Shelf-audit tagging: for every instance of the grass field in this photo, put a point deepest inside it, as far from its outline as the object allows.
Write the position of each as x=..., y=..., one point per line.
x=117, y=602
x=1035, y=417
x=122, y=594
■ ■ ■
### [Set problem]
Please format the rows above as a Markdown table with two columns, Row and Line. Put each row's number under Row and its line under Line, and leave out blank lines.

### [Written solution]
| Row | Line |
|---|---|
| 1 | Shelf-audit tagging: for every instance of the grass field in this photo, put a point deepest inside it, as far from its outline as the object allows. |
| 2 | Write the position of each as x=..., y=..., one point per line. |
| 3 | x=117, y=602 |
| 4 | x=1035, y=417 |
| 5 | x=122, y=594 |